(Natural-language object grounding data)

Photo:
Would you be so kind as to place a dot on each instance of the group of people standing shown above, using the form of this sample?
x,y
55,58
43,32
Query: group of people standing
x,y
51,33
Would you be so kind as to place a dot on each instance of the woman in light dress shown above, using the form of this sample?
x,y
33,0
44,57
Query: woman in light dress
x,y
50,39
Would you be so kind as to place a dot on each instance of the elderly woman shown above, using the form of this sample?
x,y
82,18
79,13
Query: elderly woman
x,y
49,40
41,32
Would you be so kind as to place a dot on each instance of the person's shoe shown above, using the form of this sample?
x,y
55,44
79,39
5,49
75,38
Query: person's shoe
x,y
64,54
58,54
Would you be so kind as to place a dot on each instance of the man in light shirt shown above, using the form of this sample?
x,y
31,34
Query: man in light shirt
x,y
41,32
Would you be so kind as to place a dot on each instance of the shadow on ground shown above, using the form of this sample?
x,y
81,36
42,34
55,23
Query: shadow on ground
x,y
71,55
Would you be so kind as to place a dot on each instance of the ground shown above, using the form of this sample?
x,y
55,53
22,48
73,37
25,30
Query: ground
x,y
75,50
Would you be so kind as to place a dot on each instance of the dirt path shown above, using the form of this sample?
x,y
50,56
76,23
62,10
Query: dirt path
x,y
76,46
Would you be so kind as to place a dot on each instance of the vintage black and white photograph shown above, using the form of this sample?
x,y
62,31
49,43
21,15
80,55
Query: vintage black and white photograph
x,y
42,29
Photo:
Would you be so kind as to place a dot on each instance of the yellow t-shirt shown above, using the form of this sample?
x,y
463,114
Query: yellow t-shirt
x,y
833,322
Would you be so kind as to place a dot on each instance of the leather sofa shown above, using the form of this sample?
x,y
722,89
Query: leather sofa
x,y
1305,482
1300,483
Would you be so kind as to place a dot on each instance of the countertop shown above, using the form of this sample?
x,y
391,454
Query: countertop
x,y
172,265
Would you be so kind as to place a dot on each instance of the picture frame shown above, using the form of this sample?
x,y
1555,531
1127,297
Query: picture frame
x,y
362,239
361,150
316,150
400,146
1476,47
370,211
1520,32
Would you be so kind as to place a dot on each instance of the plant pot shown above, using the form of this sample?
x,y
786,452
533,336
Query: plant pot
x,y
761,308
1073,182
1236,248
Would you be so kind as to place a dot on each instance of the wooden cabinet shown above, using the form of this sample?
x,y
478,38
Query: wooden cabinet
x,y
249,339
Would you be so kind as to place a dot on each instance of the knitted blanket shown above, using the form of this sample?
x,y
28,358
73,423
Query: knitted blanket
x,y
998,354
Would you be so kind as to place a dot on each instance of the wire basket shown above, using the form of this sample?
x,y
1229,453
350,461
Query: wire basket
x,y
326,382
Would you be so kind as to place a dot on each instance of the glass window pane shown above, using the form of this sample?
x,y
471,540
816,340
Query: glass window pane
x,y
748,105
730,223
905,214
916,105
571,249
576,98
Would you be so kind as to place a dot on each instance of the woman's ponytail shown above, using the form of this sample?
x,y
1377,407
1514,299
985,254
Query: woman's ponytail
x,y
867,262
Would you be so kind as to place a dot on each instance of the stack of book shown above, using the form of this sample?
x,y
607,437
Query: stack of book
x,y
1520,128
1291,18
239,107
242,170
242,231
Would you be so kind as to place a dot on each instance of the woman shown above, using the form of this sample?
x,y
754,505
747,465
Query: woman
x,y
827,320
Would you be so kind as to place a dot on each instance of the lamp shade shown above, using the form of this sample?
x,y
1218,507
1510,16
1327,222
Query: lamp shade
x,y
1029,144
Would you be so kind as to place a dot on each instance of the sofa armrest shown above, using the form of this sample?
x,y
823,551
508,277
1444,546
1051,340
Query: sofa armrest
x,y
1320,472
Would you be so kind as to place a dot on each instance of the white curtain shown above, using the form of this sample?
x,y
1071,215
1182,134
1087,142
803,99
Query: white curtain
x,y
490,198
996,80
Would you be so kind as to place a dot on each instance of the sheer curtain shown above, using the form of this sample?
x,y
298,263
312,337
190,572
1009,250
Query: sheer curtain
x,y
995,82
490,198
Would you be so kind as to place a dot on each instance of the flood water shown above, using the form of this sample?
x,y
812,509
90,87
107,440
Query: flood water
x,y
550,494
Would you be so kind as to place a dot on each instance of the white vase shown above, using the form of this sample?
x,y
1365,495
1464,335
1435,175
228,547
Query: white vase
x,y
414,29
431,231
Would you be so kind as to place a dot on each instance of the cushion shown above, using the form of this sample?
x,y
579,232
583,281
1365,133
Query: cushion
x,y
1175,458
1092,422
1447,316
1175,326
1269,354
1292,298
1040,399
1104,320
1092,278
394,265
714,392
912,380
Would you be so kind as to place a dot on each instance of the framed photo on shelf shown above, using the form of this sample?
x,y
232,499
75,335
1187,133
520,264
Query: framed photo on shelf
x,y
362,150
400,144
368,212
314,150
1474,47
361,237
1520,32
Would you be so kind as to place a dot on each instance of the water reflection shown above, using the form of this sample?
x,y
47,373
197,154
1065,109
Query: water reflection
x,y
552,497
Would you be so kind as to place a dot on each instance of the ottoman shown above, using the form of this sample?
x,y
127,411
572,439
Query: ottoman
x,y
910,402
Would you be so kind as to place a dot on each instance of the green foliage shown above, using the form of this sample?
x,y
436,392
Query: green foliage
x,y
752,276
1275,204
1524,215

**Problem statement**.
Set all of the records down again, exactly as they stand.

**Exercise answer**.
Photo:
Would you be so kind as to place a dot on each instance of the group of people standing shown above, using the form of this sample?
x,y
55,58
43,32
Query: group of people standing
x,y
51,33
Would you be so kind as to place a dot on each instance of the woman in light dress shown above, using the form of this sample?
x,y
33,0
44,57
Query: woman in light dress
x,y
50,39
Would you be so kind as to place a dot on each instance of the elderly woman shown above, using the form of this sample?
x,y
82,18
79,13
Query: elderly woman
x,y
49,40
41,32
Would you be so kind as to place a dot on each instance of the person's shoe shown above, using the form of this sample?
x,y
55,44
79,39
5,49
75,38
Query: person's shoe
x,y
64,54
58,54
Would you be so kind as to place a dot on each instance of the man in light shirt shown above, using the form of this sample?
x,y
31,34
Query: man in light shirt
x,y
41,32
Would you be so kind as to place a dot on each instance of the shadow on ground shown above, using the form of this sample?
x,y
81,36
42,34
55,23
Query: shadow on ground
x,y
71,55
Would you be so kind as to place a dot on each instance of the ground shown above, using the form of this sample?
x,y
55,53
22,48
73,37
25,30
Query: ground
x,y
75,50
Would you be so kind as to place a dot on each instance of the dirt path shown above, using the form of this sample?
x,y
50,56
76,23
62,10
Query: dirt path
x,y
76,46
Would you be so kind as to place a dot on each instance of the vintage black and white photograph shown above, using the form of this sample?
x,y
62,31
49,43
21,15
80,55
Query: vintage black and white photograph
x,y
42,29
Photo:
Would you be so kind as to place a dot on each instance of the yellow t-shirt shown above, using the form of this sample?
x,y
463,114
Query: yellow t-shirt
x,y
833,322
Would you be so kind as to place a dot on each instance of the leather sofa shown above, using the form of this sample?
x,y
722,89
Query: leather sofa
x,y
1305,482
1300,483
Would you be so kind as to place a dot on each instance of the countertop shown above, using the form of this sample?
x,y
391,454
Query: countertop
x,y
172,265
Would you be so kind as to place a dot on each instance of the picture frame shown above, using the form of this sample?
x,y
1555,531
1127,297
Query: picture frame
x,y
362,239
361,150
316,150
400,146
1476,47
370,211
1520,32
Would you be so kind as to place a dot on each instance of the plant pot shown above, using the form of this sample?
x,y
786,452
533,336
Query: plant pot
x,y
761,308
1073,182
1236,248
Would you be so kind as to place a dot on each instance of the wooden cabinet shown above, using the form of this sample?
x,y
478,38
Query: wooden cabinet
x,y
249,339
Would you be so kind as to place a dot on each instance of the knitted blanket shown above, using the form of this sample?
x,y
28,358
73,423
Query: knitted blanket
x,y
998,354
Would you be so kind as to place a dot on each instance of the wire basket shown above, using the form of this sample?
x,y
1229,453
350,461
Query: wire basket
x,y
326,382
Would you be so kind as to place a dot on each instance of the glass window pane shown above, using the form of this sample?
x,y
471,540
816,340
Query: glass window pane
x,y
748,105
730,223
905,214
916,105
571,249
576,98
Would you be so kind as to place a dot on each instance of the woman's ponytail shown above, using the form of this sample?
x,y
1377,407
1514,299
985,254
Query: woman's ponytail
x,y
867,262
Would you be so kind as to place a dot on each instance of the stack of book shown above, using the form of this sample?
x,y
607,437
Query: stack of book
x,y
1520,128
1291,18
239,107
242,170
242,231
Would you be so kind as to place a dot on each instance of the woman shown above, using the form of this sample?
x,y
754,505
747,465
Query: woman
x,y
827,320
Would you be so kind as to place a dot on each instance of the lamp shade shown above, using the form of this sample?
x,y
1218,507
1510,16
1327,222
Query: lamp shade
x,y
1029,144
Would you be so kind as to place a dot on each instance of the sofa armrest shown above, using the form of this sample?
x,y
823,551
508,277
1444,546
1051,340
Query: sofa armrest
x,y
1320,472
Would you be so kind as to place a dot on each instance of the white curtain shown above, using the form of this sample?
x,y
1071,215
1182,134
1087,142
803,99
Query: white curtain
x,y
490,198
996,80
Would you be so kind as to place a dot on each instance of the sheer curtain shown above, using the form of this sample?
x,y
298,263
312,337
190,572
1009,250
Query: sheer curtain
x,y
995,82
490,198
Would you be so kind as to place a dot on each instance of the flood water shown above, using the form of this sample?
x,y
812,509
90,87
107,440
Query: flood water
x,y
550,494
Would you be so kind as to place a dot on each instance of the white vase shown above, using the form of this sample?
x,y
1365,495
1464,335
1435,175
228,547
Query: white vase
x,y
414,29
431,231
Would you be so kind as to place a dot on each instance of the cushion shown above, using the form of this sample?
x,y
579,232
583,281
1365,133
Query: cushion
x,y
1175,458
1092,422
1447,316
1175,326
1269,354
1292,298
1040,399
1104,320
1092,278
394,265
714,392
912,380
Would you be so kind as to place a dot on each instance of the framed photo on shelf shown above, using the form of this sample?
x,y
232,499
75,335
1187,133
520,264
Query: framed photo on shelf
x,y
362,150
400,144
368,212
314,150
1474,47
361,237
1520,32
Would you be so kind as to place a dot on each instance of the water reflection shown above, using the form of this sample?
x,y
47,373
197,154
1065,109
Query: water reflection
x,y
552,497
Would you be so kind as to place a dot on each instance of the ottoman shown above, using the form of this sample?
x,y
127,411
572,439
Query: ottoman
x,y
910,402
Would you be so kind as to place a dot on each instance of the green foliage shown above, using the form of this sample?
x,y
436,392
Query: green foliage
x,y
752,276
1275,204
1524,215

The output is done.